*SELECTED PASSAGE*:
####

Splitting utilities in a duplex

18 Replies

We are about to close on a duplex that has separate electric but only one furnace, AC and hot water heater. Anyone have ideas on how to best split the utilities or bill back to the renters?

Currently there is only one thermostat at the lower unit so I can see them cranking up the heat and then the renter upstairs is roasting so they open all the windows (duplex is in Wisconsin, so cold winters)

We looked into electronic dampers with a second thermostat upstairs, but still have concerns about how to best / fairly split the bill. (The AC is on the downstairs unit electric bill).


Thanks!

This is tough. Generally in a duplex you need a thermostat and an AC for each unit, unless there is a way for them to control the temperature another way. The hot water heater is easy to maybe split the payments equally, as in many cases it makes a small difference of the usage on the bill.  

for the AC, one easy option is to put adjustable vents in the units and move the thermostat out of one of the units and make it set to some permanent temperature (e.g. 72 degrees) which you can control. This can be accomplished with a Nest thermostat or putting a locked cover over it.  This way each unit can open and close the vents when the temperature must be adjusted.  There are some smart vents on the market you can get and give control to the tenants: 
https://www.postscapes.com/wireless-vent-keen/

Hope this helps

The situation you describe is reality in Wisconsin in many older rentals.  One of my clients used to have a quad where one tenant controlled the heat for all the units and yes, what you described happened.  It helps if you send the controlling tenant a letter stating you would like the heat to be no higher than 73.  I feel you may not have too much of a problem though because the tenant with the control will likely be looking out for their pocketbook as well as since they will be paying for utilities.

####

*LISTED ENTRIES*:
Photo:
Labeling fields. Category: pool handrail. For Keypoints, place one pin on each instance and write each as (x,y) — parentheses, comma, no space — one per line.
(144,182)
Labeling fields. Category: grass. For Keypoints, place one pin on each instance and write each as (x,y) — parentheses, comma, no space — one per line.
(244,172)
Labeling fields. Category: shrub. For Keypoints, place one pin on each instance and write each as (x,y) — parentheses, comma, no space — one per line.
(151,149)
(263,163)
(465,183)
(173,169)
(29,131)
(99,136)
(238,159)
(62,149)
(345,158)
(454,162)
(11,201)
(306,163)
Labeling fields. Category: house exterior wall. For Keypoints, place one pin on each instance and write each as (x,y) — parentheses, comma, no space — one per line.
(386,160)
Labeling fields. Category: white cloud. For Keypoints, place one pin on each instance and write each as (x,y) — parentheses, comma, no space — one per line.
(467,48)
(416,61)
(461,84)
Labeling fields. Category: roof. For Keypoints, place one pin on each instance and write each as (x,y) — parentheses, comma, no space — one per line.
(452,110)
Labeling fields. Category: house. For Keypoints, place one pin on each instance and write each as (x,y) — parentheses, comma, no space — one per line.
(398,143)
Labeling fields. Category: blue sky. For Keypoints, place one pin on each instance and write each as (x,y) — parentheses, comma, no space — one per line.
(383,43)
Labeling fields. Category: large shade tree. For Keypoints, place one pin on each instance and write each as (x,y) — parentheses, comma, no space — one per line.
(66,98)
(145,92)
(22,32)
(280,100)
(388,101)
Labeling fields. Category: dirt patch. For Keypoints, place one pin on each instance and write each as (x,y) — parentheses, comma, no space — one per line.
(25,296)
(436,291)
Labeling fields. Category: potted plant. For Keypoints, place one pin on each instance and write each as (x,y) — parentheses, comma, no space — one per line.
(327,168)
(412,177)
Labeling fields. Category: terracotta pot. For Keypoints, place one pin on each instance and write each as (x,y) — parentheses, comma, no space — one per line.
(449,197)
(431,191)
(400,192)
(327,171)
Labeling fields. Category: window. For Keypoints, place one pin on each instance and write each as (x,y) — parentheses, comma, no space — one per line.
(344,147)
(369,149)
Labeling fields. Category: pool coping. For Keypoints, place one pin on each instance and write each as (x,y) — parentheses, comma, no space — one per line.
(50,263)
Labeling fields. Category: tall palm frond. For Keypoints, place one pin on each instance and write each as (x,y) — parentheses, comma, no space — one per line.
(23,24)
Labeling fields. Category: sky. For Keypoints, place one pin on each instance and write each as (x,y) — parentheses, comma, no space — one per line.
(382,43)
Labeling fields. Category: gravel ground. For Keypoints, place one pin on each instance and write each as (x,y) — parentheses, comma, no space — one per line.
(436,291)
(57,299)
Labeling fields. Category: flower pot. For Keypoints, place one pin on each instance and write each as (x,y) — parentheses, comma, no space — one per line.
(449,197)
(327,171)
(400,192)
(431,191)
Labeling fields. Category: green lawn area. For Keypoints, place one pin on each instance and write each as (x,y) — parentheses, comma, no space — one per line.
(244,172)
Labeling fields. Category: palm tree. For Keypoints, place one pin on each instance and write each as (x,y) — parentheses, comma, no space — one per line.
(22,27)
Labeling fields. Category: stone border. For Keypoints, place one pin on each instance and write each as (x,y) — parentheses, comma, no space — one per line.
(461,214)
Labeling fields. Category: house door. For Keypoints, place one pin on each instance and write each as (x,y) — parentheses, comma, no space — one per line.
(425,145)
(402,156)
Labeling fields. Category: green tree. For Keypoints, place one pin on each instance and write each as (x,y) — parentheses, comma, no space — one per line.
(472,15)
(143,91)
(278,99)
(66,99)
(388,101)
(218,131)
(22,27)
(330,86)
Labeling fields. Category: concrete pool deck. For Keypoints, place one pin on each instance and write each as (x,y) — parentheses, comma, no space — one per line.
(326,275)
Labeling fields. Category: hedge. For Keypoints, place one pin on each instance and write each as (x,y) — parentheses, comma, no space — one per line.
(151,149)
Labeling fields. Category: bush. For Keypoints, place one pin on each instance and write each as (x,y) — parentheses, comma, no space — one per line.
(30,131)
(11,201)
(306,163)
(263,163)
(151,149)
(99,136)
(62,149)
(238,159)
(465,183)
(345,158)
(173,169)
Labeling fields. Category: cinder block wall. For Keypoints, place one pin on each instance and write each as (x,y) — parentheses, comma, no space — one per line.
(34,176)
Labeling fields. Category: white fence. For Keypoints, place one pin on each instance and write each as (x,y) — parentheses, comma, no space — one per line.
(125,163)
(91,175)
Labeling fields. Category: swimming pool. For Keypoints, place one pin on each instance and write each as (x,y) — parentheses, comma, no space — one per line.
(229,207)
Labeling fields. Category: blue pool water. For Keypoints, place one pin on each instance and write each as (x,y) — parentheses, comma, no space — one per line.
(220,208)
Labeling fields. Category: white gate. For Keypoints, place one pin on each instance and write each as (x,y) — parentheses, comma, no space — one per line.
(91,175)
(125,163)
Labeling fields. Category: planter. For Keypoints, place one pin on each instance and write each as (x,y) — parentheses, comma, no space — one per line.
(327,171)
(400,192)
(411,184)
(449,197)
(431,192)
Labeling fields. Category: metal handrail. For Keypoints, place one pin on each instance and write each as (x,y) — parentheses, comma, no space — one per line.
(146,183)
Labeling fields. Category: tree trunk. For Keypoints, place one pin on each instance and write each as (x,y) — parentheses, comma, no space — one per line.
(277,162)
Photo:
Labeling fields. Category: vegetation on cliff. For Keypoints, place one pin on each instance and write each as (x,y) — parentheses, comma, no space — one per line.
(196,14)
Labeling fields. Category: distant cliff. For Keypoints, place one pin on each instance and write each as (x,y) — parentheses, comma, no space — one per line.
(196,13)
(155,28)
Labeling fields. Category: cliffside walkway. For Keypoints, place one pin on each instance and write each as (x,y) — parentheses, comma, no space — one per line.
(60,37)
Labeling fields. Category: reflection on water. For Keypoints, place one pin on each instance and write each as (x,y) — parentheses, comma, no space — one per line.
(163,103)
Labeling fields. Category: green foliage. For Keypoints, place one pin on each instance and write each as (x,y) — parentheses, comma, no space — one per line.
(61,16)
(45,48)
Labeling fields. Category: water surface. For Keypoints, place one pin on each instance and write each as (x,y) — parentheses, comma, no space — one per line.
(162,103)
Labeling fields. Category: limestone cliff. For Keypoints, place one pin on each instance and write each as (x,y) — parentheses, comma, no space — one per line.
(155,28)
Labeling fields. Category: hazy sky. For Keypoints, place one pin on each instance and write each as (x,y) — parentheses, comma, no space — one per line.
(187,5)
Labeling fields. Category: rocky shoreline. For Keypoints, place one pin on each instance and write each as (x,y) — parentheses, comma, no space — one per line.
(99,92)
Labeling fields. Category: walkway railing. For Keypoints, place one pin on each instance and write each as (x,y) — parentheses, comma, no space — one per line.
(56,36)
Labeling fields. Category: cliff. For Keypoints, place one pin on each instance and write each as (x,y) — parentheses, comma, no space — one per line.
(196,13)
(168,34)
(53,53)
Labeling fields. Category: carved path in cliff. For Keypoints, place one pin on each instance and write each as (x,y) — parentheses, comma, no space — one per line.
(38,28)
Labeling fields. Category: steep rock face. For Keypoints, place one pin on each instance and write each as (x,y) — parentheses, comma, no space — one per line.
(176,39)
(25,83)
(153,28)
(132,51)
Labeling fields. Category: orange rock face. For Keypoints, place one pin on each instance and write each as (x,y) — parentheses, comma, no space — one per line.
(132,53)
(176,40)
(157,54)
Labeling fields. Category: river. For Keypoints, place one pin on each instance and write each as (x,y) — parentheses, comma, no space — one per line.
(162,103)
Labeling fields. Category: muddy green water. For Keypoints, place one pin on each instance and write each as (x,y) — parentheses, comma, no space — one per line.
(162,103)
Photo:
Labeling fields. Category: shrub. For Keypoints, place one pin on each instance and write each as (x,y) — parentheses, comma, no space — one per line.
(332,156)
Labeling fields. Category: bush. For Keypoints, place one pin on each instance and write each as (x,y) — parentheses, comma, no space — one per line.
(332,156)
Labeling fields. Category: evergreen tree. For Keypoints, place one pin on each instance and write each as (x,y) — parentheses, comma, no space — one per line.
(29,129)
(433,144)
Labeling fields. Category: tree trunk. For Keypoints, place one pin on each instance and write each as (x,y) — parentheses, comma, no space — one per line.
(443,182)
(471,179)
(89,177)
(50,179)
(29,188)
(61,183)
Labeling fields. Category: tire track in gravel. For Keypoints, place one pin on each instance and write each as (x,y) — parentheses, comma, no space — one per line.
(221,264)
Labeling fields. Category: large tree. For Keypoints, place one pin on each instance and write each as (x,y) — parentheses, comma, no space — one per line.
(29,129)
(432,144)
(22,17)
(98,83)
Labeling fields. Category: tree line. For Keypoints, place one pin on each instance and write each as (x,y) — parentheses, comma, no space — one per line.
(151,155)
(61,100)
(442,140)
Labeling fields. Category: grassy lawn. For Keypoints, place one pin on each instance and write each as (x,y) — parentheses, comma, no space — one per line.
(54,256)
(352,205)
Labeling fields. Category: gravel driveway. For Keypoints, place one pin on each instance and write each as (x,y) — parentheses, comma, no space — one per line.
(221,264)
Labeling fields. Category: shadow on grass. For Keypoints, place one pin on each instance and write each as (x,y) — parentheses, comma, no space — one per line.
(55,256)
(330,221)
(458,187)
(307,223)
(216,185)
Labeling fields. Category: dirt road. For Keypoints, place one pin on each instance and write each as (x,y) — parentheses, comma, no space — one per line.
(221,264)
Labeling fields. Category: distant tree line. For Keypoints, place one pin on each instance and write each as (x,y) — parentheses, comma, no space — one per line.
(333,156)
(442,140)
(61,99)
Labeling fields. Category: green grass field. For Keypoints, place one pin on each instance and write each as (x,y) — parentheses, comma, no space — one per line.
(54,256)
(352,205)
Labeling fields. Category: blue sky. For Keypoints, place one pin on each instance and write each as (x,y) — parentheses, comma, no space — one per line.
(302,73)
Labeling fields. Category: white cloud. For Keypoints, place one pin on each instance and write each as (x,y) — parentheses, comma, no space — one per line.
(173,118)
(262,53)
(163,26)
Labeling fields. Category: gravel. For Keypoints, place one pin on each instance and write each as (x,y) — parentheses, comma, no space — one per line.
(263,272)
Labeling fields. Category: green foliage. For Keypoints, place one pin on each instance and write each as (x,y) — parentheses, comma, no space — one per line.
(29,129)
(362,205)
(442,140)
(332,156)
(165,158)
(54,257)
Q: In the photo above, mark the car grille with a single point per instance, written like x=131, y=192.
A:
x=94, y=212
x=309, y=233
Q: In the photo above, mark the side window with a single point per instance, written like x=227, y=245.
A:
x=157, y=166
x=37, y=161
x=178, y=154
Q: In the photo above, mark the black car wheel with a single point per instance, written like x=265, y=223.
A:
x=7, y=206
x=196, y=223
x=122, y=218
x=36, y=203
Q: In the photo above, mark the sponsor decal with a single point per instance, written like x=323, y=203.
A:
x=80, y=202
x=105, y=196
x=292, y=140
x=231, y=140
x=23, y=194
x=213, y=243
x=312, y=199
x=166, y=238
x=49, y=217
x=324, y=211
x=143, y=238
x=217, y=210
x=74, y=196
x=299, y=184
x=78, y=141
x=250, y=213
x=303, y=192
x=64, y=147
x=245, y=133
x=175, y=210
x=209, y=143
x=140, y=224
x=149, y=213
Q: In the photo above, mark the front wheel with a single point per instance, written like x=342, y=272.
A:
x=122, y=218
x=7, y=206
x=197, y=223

####

*TO-DO LIST*:
1. According to the thread on splitting utilities in a duplex, which electric bill is the AC on?
2. In the thread on splitting utilities in a duplex, why does the final reply expect the arrangement with one controlling tenant to cause little trouble? Answer in one to three sentences.
3. Pick up the thread on splitting utilities in a duplex after its last line and continue it.

*OUTPUTS IN ORDER*:
1. The AC is on the downstairs unit's electric bill.

2. The final reply expects little trouble because the tenant who controls the heat will also be paying for utilities. That tenant is therefore likely to watch their own costs and keep the heat in check.

3.
Before you move the thermostat you could go a slightly less expensive route of a smart thermostat which would allow you to "monitor" the temperature remotely. However you have to use this with caution. It must be stated in the lease at what point you would remotely adjust the thermostat and you must declare what you will set it to. You should never remotely turn off the heat setting but rather monitor the temperature it is set to.

John and Corina, thank you both for your replies, they were both very helpful!

I think my initial plan will be to install a "chicago controls" thermostat (allows min/max settings) in the main floor unit and then hope for the best upstairs ;-)

I did search the forums a bit and many suggest using smart thermostats but I'm not sure how that would work unless you are providing the WiFi or you ask the tenant to allow you to connect the smart thermostat to their wifi.

I'm putting heat pumps, as well as heat pump water heaters in the duplex I'm working on now.  I'm in Southern Maine and have found that tenants are willing to pay for heat when there is ac.  The systems are so efficient that I'm able to keep my rent prices at or very close to market rates.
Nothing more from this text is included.